#### ЦЕЛЬ ЗАДАНИЯ
Обнови все данные: замени «in this photo» на «in this image», остальное оставь без изменений. Картинки в ответ не включай.

===== ИСХОДНЫЕ ДАННЫЕ =====

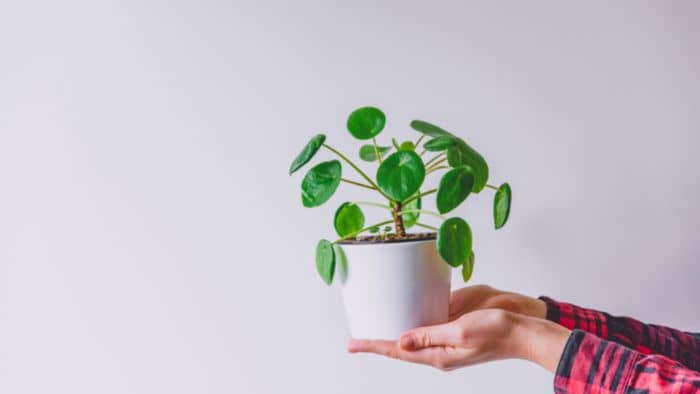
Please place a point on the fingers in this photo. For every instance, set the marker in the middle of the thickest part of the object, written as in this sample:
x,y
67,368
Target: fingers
x,y
438,357
449,334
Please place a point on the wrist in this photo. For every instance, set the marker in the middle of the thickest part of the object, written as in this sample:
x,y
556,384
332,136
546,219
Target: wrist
x,y
539,341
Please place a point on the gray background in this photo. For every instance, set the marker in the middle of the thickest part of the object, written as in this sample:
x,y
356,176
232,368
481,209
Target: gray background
x,y
151,240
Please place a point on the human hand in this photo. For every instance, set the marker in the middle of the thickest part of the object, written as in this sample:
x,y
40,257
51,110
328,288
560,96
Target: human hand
x,y
472,298
475,337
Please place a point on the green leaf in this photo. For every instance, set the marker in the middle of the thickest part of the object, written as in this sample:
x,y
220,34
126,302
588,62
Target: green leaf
x,y
501,205
410,219
454,188
462,154
348,219
307,153
367,152
429,129
468,267
320,183
325,260
407,145
401,174
440,144
454,241
366,123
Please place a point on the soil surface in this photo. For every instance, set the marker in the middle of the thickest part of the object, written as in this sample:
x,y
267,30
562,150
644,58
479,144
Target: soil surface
x,y
389,238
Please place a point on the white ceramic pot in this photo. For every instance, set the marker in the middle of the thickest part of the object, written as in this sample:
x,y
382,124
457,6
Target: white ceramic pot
x,y
391,287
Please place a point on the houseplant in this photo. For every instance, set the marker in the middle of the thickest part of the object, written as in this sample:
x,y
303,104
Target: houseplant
x,y
394,280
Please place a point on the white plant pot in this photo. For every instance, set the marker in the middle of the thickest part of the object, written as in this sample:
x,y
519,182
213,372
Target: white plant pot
x,y
391,287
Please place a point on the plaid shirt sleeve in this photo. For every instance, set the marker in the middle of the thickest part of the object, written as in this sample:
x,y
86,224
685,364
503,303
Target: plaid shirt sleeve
x,y
646,339
593,365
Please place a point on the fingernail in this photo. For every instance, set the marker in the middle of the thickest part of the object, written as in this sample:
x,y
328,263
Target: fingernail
x,y
407,341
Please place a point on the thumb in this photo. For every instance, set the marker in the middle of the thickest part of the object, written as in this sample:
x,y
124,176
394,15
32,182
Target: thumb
x,y
438,335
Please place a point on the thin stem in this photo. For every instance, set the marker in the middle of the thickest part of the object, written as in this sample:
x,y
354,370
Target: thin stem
x,y
352,235
376,150
431,191
359,171
431,161
372,204
428,227
357,184
431,213
437,163
433,169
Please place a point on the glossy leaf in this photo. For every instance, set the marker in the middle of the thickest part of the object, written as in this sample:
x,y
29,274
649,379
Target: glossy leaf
x,y
440,144
307,153
367,152
410,219
348,219
325,260
454,241
366,123
454,188
462,154
429,129
468,267
407,145
501,205
401,175
320,183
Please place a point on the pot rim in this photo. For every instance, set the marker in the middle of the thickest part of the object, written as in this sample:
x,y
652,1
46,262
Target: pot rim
x,y
431,238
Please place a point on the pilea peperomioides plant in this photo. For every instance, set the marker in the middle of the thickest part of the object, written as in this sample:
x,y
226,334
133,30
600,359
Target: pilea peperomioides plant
x,y
402,170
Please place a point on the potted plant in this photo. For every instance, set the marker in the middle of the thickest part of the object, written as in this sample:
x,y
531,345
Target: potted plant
x,y
393,280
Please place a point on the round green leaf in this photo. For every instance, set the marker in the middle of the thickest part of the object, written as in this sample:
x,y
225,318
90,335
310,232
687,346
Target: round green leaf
x,y
501,205
307,153
410,219
468,267
320,183
366,122
439,144
429,129
454,241
462,154
325,260
401,175
454,188
407,145
367,152
348,219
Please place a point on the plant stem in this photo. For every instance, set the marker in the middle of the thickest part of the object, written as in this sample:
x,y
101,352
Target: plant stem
x,y
357,184
428,227
431,213
398,220
352,235
439,155
359,171
437,163
376,150
433,169
372,204
431,191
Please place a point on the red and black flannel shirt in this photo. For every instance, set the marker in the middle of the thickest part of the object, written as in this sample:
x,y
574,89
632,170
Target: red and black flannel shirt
x,y
608,355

=====

#### ОТВЕТ
Please place a point on the fingers in this image. For every instance, set the marker in the middle of the thickest part of the object, written as in this sample:
x,y
67,368
Target: fingers
x,y
438,357
449,334
Please place a point on the wrist in this image. For every instance, set the marker in the middle of the thickest part of the object, written as in this sample:
x,y
556,384
332,136
546,219
Target: wrist
x,y
539,341
Please place a point on the gray background in this image. For every instance, set the marker in the middle of the thickest part of the object, written as in this sample:
x,y
356,176
232,368
481,209
Target: gray background
x,y
151,240
Please place a point on the human hand in this image. For every instance, set the marker in the middle of the thickest part of the object, written as in this sample:
x,y
40,257
51,110
328,288
560,96
Target: human hand
x,y
472,298
475,337
Please place a point on the green leaf in this image. For every instance, set the marker in the middle of the thickest part of the object, written as in this sample:
x,y
220,34
126,302
588,62
Target: green leaf
x,y
501,205
410,219
454,188
462,154
348,219
307,153
367,152
429,129
468,267
320,183
325,260
407,145
401,174
440,144
454,241
366,123
Please place a point on the soil surface in this image. For every instance, set the marker in the middle of the thickest part of the object, written as in this sample:
x,y
267,30
562,150
644,58
479,144
Target: soil surface
x,y
389,238
Please place a point on the white ceramic pot in this image. For every instance, set the marker in the middle of the thickest part of the object, written as in this sample:
x,y
382,124
457,6
Target: white ceramic pot
x,y
391,287
Please place a point on the houseplant in this image. For every instance, set the marker in the middle of the thickest part of the object, written as in this sample:
x,y
303,104
Target: houseplant
x,y
394,280
Please place a point on the white plant pot in this image. For every instance, set the marker in the middle of the thickest part of the object, written as in this sample:
x,y
519,182
213,372
Target: white plant pot
x,y
391,287
Please place a point on the plaid shirt sleeve in this image. For every instance, set the marker in the middle of the thickest part of the object, written as in this sample:
x,y
86,224
685,364
503,303
Target: plaid shirt sleeve
x,y
646,339
593,365
Please place a point on the fingernail in this image. For every instance, set the marker in the middle of the thickest part of the object, written as in this sample:
x,y
328,263
Target: fingernail
x,y
407,341
Please place a point on the thumb in this image. For every instance, set the marker in the middle of the thickest part of the object, written as in this sample:
x,y
124,176
394,15
32,182
Target: thumb
x,y
438,335
Please place a point on the thin stem in this image. For every instance, set the marker in the middle of the thickest part of the object, written as in this sample:
x,y
354,370
Target: thin stem
x,y
352,235
376,150
431,191
359,171
431,161
372,204
428,227
357,184
431,213
437,163
433,169
Please place a point on the glossy leaf in this image. For every instance, set the marker in the middle of the thickest part of the object, written as in this sample:
x,y
29,274
649,379
Target: glossy leaf
x,y
440,144
307,153
367,152
410,219
348,219
325,260
454,241
366,123
454,188
462,154
429,129
468,267
407,145
501,205
401,175
320,183
Please place a point on the pot rim in this image. For every instance, set the marker in the middle of the thickest part of the object, written as in this sample:
x,y
652,1
46,262
Target: pot rim
x,y
431,238
Please place a point on the pilea peperomioides plant in this image. For every instance, set the marker in the middle of the thickest part of the object, written as in this sample:
x,y
226,334
133,30
600,359
Target: pilea peperomioides plant
x,y
402,170
Please place a point on the potted plant in this image. For every instance, set the marker in the middle of the thickest part of the object, written as in this sample:
x,y
531,345
Target: potted plant
x,y
393,280
Please place a point on the round green leaf in this image. For every instance, set the marker in the middle of the thickest part of the object, written as in this sample:
x,y
225,318
90,335
310,232
687,346
Target: round green leaf
x,y
501,205
307,153
410,219
468,267
320,183
366,122
439,144
429,129
454,241
462,154
325,260
401,175
454,188
407,145
367,152
348,219
Please place a point on the plant stem in this image. For every instance, set the marker in the middle of the thickest part of the object, written as in this sample:
x,y
101,352
Target: plant stem
x,y
357,184
428,227
431,213
398,220
352,235
439,155
359,171
437,163
376,150
433,169
372,204
431,191
Please place a point on the red and black flannel shirt in this image. For every instance, set the marker in the middle of the thickest part of the object, written as in this sample:
x,y
574,89
632,170
Target: red and black flannel shirt
x,y
608,355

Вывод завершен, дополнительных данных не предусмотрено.